## [Given problem]
Render the entries below as a numbered list, from their start through the line containing "point(119, 225)", leaving out blank lines.

(Point annotation entries)
# # #
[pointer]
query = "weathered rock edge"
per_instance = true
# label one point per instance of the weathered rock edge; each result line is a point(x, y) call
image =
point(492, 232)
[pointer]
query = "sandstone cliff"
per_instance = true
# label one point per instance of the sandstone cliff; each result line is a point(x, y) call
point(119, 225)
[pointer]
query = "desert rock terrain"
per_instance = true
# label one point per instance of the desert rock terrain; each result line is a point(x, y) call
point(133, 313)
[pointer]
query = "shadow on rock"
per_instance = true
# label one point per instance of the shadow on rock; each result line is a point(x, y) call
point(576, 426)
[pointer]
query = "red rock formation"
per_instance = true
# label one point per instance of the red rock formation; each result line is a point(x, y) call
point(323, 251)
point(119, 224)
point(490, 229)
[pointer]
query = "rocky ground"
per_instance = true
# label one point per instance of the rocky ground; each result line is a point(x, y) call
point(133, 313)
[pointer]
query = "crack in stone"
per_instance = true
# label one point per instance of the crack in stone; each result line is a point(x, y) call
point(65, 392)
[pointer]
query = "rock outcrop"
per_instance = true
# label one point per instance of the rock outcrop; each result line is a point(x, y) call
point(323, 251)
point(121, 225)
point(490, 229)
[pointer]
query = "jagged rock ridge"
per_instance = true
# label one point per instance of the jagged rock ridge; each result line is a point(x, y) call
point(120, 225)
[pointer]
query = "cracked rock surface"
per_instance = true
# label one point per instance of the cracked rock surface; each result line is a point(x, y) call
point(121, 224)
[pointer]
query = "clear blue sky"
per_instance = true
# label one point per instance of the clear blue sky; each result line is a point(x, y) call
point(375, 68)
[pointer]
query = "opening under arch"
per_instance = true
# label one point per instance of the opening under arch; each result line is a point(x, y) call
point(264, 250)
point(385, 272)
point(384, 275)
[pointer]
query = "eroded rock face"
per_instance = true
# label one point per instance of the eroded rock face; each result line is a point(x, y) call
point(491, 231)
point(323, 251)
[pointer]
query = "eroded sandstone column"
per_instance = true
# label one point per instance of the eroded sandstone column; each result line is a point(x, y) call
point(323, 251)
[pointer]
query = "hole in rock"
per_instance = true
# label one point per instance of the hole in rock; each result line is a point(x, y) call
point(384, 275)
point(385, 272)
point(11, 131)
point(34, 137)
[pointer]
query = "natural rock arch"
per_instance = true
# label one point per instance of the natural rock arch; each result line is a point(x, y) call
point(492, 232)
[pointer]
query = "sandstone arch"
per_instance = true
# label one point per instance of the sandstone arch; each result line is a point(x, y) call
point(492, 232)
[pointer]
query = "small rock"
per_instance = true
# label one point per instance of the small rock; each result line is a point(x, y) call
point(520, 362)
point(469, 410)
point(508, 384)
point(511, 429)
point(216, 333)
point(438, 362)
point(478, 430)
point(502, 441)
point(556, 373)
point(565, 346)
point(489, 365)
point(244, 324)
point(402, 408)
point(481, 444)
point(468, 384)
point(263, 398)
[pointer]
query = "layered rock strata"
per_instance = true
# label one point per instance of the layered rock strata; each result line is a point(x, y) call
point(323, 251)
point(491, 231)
# # #
## [Task response]
1. [pointer]
2. query = "weathered rock edge"
3. per_instance = true
4. # label one point per instance of the weathered rock edge; each result line is a point(x, y) call
5. image =
6. point(492, 232)
7. [pointer]
8. query = "sandstone cliff"
9. per_instance = true
10. # label one point per instance of the sandstone cliff; each result line is a point(x, y) call
11. point(119, 225)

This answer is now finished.